= Data supplied =

========

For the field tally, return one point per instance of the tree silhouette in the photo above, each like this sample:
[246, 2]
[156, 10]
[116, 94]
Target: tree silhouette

========

= Job =
Copy every line of the records above word for word, keeping them in the same order.

= Complete response =
For the field tally, return one point per instance of the tree silhouette in the photo above, each like this sample:
[246, 2]
[156, 10]
[116, 94]
Target: tree silhouette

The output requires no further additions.